# Pigeons



## wind1 (Oct 24, 2010)

We have a pair of pigeons who have visited our garden for a number of years, not sure if it's the same pair each year but they always sit in the same place on the fence and in the tree. This year we were worried as one was always on its own sitting on the fence, this went on for a few weeks, but eventually another one joined it again. We wondered if maybe one was on the nest all this time, or the other option could have been one had died and then a new mate had come along. We now have what appears to be one adult and 4 young visiting daily. I have looked online about pigeons and it says they only ever lay 2 eggs at a time. The young ones look quite big. How long do the young stay with the parents once out of the nest? And is it unusual to see 4 young? Also yesterday they were in the tree and two of them had their wings over one another as if they were cuddling, a third one then jumped on top and spread it's wings over both of them. What is this behaviour?


----------



## Phoenix24 (Apr 6, 2013)

I'm assuming you are talking about woodpigeons?
_ _ _ _ _
What you need to do
- a) In the pigeon thread, how many eggs does the first poster say pigeons lay at a time, according to what they read online?
- b) Rewrite the entries from the line with "Mark every instance of sunlit rock face." up to and including the line with "[0,0,71,153]" as a two-column CSV with the columns instruction and boxes. Give one row per entry, with its text and its answer each in one quoted field and line breaks replaced by spaces.

Dataset entries
_ _ _ _ _
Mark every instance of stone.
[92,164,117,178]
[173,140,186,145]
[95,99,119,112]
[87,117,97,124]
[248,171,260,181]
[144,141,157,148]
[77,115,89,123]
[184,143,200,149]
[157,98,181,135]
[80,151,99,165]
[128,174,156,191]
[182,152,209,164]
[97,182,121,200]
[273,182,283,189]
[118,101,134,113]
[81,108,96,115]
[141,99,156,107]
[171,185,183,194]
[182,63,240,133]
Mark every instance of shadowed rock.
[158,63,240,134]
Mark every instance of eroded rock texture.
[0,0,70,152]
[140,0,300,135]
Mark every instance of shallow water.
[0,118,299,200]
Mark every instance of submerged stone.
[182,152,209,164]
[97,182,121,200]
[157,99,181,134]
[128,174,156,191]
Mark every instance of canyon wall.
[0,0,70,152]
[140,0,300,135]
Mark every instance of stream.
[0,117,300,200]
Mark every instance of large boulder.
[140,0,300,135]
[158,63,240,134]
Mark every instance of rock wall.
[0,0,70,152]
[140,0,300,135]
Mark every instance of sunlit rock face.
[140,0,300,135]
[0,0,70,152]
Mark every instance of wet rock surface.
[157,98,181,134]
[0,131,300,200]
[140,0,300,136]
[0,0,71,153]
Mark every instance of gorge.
_ _ _ _ _
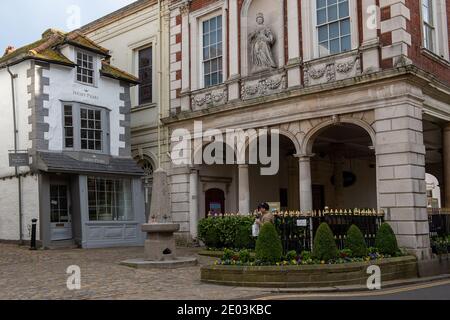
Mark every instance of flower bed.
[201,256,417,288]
_ _ _ _ _
Results by task
- a) Two eggs.

- b)
instruction,boxes
"Mark every instance of sunlit rock face.","[140,0,300,135] [0,0,70,152]"
"Mark every instance of wet rock surface.","[157,98,181,134] [0,131,300,200] [140,0,300,136] [0,0,71,153]"